WORK TO BE COMPLETED |
Work through the entries below and show every line in which "nose" is found.

DATA LISTING |

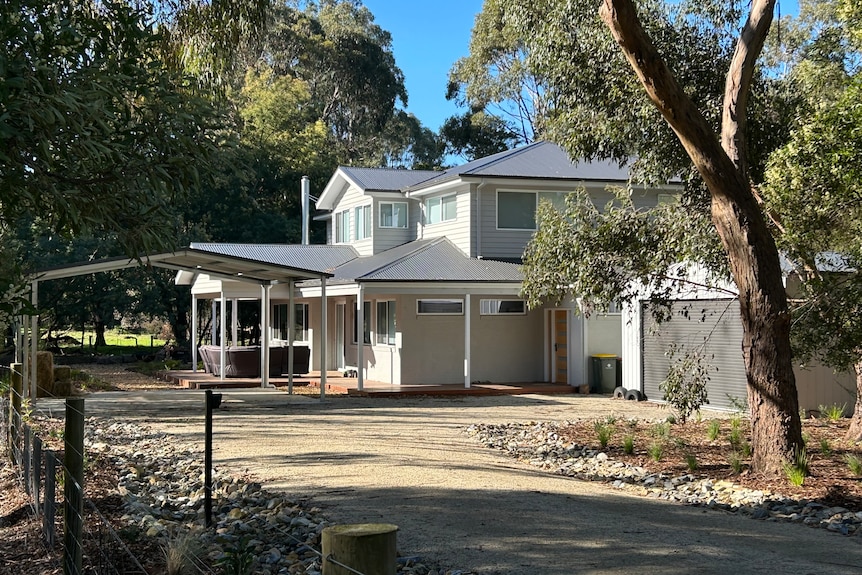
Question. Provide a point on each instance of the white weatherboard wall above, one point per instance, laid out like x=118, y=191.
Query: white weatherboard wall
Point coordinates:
x=457, y=230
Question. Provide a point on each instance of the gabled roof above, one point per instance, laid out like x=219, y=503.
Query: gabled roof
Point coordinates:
x=369, y=180
x=436, y=259
x=539, y=160
x=320, y=257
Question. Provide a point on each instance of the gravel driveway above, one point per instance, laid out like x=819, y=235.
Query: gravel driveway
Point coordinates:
x=408, y=462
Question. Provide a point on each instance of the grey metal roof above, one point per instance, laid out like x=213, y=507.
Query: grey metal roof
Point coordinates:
x=427, y=260
x=319, y=257
x=386, y=179
x=539, y=160
x=224, y=265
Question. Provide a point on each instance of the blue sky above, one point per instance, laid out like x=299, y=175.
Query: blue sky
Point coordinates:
x=427, y=38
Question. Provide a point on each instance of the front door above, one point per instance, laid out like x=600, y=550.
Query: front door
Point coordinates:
x=339, y=336
x=560, y=347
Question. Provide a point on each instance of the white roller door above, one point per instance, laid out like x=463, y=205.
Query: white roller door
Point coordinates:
x=713, y=324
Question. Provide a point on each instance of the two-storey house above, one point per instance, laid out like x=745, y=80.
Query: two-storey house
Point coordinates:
x=426, y=281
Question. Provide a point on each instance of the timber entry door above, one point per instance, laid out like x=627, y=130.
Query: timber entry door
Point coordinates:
x=560, y=346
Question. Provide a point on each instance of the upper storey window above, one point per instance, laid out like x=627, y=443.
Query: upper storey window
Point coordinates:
x=517, y=210
x=341, y=221
x=393, y=214
x=363, y=222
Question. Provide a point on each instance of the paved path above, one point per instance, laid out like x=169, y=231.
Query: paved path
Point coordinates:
x=408, y=462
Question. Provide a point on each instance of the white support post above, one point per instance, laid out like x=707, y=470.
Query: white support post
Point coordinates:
x=467, y=367
x=234, y=321
x=213, y=323
x=222, y=335
x=291, y=334
x=360, y=338
x=193, y=325
x=25, y=355
x=323, y=336
x=34, y=336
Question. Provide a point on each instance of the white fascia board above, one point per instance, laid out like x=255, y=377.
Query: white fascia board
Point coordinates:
x=422, y=288
x=436, y=189
x=335, y=188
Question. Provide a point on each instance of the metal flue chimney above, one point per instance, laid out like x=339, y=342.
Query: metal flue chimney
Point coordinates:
x=306, y=208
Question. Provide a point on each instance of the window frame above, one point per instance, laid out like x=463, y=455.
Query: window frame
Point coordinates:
x=538, y=196
x=280, y=318
x=483, y=310
x=366, y=323
x=392, y=216
x=385, y=337
x=440, y=200
x=460, y=303
x=341, y=227
x=363, y=223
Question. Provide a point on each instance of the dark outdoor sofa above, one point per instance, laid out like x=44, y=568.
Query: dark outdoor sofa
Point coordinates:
x=244, y=361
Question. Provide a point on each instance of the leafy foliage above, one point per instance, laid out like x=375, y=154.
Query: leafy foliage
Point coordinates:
x=685, y=387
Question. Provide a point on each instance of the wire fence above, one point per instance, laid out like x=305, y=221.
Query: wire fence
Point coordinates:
x=74, y=529
x=72, y=526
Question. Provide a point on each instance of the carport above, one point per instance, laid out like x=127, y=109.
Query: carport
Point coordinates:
x=195, y=261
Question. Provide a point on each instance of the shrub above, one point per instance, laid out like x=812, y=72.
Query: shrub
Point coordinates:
x=603, y=433
x=656, y=450
x=713, y=430
x=684, y=387
x=691, y=461
x=735, y=461
x=629, y=444
x=833, y=412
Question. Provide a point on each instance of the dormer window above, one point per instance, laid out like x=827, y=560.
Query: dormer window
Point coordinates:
x=363, y=222
x=342, y=227
x=393, y=214
x=440, y=209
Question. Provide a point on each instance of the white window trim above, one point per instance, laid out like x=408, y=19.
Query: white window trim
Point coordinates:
x=536, y=194
x=357, y=211
x=376, y=333
x=406, y=216
x=368, y=317
x=498, y=313
x=338, y=221
x=440, y=300
x=535, y=208
x=442, y=212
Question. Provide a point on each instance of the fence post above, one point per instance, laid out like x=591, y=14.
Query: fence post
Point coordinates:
x=73, y=508
x=36, y=471
x=28, y=438
x=16, y=392
x=50, y=498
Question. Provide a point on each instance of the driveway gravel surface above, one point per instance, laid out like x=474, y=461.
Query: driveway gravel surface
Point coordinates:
x=408, y=461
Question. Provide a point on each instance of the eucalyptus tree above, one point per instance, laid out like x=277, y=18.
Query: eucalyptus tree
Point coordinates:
x=671, y=85
x=813, y=193
x=103, y=129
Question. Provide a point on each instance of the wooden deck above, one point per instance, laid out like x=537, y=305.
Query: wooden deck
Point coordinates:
x=337, y=383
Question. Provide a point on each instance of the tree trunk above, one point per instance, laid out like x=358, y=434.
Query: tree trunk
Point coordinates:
x=751, y=250
x=855, y=431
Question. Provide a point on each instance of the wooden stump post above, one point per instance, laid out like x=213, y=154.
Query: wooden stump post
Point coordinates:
x=62, y=381
x=367, y=548
x=44, y=374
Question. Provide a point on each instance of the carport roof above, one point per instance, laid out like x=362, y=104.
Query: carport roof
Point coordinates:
x=195, y=260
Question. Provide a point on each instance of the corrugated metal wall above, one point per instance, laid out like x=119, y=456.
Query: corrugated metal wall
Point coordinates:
x=714, y=324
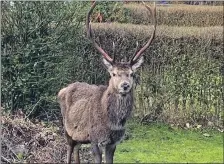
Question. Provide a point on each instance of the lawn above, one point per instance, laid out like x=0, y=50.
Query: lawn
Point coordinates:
x=160, y=143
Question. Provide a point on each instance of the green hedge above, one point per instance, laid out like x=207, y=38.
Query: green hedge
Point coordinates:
x=172, y=15
x=181, y=78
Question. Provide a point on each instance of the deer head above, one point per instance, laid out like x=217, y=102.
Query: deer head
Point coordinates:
x=122, y=73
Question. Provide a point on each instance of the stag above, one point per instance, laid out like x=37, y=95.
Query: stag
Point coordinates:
x=97, y=115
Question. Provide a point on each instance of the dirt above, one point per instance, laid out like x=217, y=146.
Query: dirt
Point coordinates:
x=26, y=141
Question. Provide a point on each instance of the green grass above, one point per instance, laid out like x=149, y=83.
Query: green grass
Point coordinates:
x=160, y=143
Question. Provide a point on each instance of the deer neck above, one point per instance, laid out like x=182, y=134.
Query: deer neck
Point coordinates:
x=117, y=107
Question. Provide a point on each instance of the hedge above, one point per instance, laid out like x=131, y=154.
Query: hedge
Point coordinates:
x=182, y=74
x=172, y=15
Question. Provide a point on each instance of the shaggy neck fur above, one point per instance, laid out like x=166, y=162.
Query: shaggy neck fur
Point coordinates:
x=117, y=108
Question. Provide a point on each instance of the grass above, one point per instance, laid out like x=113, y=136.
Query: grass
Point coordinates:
x=160, y=143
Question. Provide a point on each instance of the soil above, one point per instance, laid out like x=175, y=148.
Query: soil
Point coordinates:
x=26, y=141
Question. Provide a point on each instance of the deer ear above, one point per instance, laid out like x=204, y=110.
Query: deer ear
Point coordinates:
x=108, y=64
x=137, y=63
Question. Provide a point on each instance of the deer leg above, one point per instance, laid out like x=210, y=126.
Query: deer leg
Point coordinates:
x=109, y=153
x=70, y=147
x=69, y=153
x=76, y=152
x=97, y=153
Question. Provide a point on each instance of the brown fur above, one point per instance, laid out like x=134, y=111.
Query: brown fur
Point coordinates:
x=94, y=113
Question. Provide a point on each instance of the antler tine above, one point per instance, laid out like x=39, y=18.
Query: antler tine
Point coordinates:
x=153, y=13
x=90, y=34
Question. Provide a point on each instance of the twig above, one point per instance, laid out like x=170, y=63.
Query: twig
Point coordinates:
x=32, y=109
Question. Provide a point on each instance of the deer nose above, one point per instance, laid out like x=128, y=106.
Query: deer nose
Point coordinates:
x=125, y=86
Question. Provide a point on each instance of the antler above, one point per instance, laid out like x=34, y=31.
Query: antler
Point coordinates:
x=138, y=54
x=90, y=34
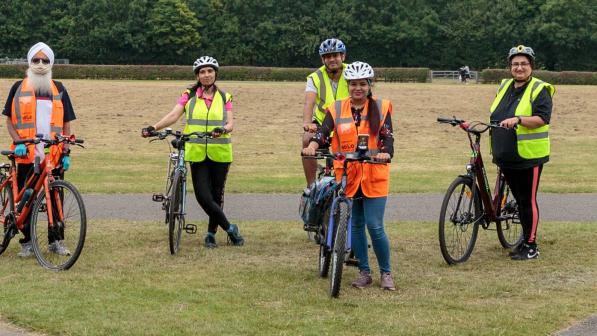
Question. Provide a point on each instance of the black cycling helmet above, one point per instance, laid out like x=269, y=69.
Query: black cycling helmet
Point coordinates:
x=522, y=50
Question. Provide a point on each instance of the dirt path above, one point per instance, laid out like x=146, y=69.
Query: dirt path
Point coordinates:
x=284, y=207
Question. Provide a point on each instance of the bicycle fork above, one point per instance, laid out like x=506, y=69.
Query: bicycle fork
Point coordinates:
x=331, y=231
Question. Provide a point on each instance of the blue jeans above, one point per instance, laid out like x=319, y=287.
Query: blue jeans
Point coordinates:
x=370, y=212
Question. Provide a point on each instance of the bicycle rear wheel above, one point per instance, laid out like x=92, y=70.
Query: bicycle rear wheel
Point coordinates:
x=339, y=249
x=8, y=220
x=508, y=225
x=459, y=221
x=58, y=246
x=175, y=217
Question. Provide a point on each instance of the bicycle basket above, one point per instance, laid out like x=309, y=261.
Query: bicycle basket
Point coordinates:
x=313, y=199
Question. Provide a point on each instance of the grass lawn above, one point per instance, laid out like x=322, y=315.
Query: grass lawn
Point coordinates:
x=126, y=283
x=266, y=138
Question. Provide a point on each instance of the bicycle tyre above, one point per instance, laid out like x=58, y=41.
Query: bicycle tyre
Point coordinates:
x=72, y=231
x=175, y=218
x=339, y=249
x=8, y=226
x=458, y=227
x=509, y=230
x=324, y=254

TASK OUTPUT |
Question. Provide a point on each instance of the deer nose above, one point per instance, laid out like x=128, y=106.
Query: deer nose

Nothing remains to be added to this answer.